10月21日に召集された第219臨時国会において、自民党の高市早苗総裁が第104代首相に選出され、日本初の女性首相誕生に世間の注目が集まる中、政界関係者の関心は、自民党との連立政権樹立に正式合意した日本維新の会の今後の立ち回りに向けられています。吉村洋文代表自身が「党消滅もあり得る」と発言する一方で、既に党内からは執行部の方針、特に「閣外協力」の形態に疑問を呈する声も上がっています。
連立合意の署名と維新の15年
10月20日、国会内で連立政権樹立に向けた合意書に署名した自民党の高市早苗総裁と日本維新の会の吉村洋文代表。高市氏が安堵の表情を見せる中、吉村氏は終始引き締まった面持ちで万年筆を走らせていました。2010年に地域政党「大阪維新の会」として結党されてから15年。日本維新の会はついに連立与党入りを果たしたのです。
高市早苗自民党総裁と日本維新の会吉村洋文代表、連立政権樹立合意後の会見風景
合意書への署名前日に行われた常任役員会では、「国政の動きに対し、吉村代表と藤田文武共同代表に全て一任することが決まった。閣外協力にあたっての具体的な話などは出なかった」と出席者の一人は語っています。
「閣外協力」への内部・外部からの疑問
しかし、今回の「閣外協力」という形態に対し、党内及び外部からは既に異論が噴出しています。

提供資料:
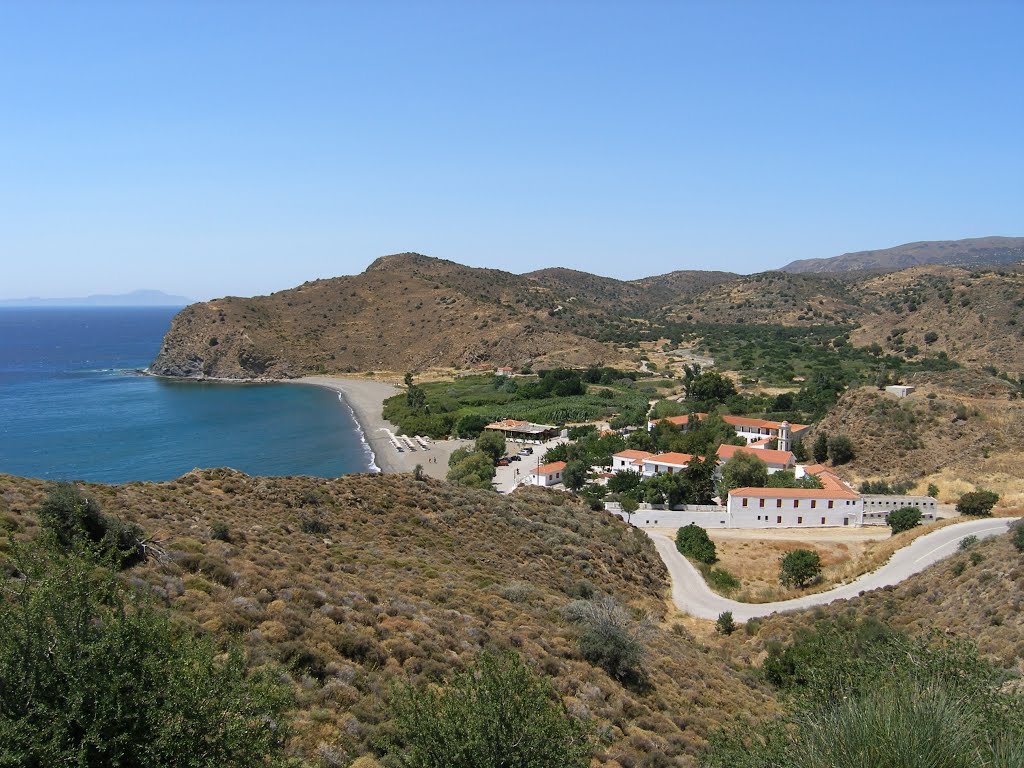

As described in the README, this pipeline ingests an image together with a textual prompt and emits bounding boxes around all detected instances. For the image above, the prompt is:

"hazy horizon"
[0,0,1024,299]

課題の内容: 日本維新の会の連立与党入りを扱った文章のうち、「連立合意の署名と維新の15年」から「立与党入りを果たしたのです。」までの部分を一字一句変えずに書き写してください。

解答全文:
連立合意の署名と維新の15年
10月20日、国会内で連立政権樹立に向けた合意書に署名した自民党の高市早苗総裁と日本維新の会の吉村洋文代表。高市氏が安堵の表情を見せる中、吉村氏は終始引き締まった面持ちで万年筆を走らせていました。2010年に地域政党「大阪維新の会」として結党されてから15年。日本維新の会はついに連立与党入りを果たしたのです。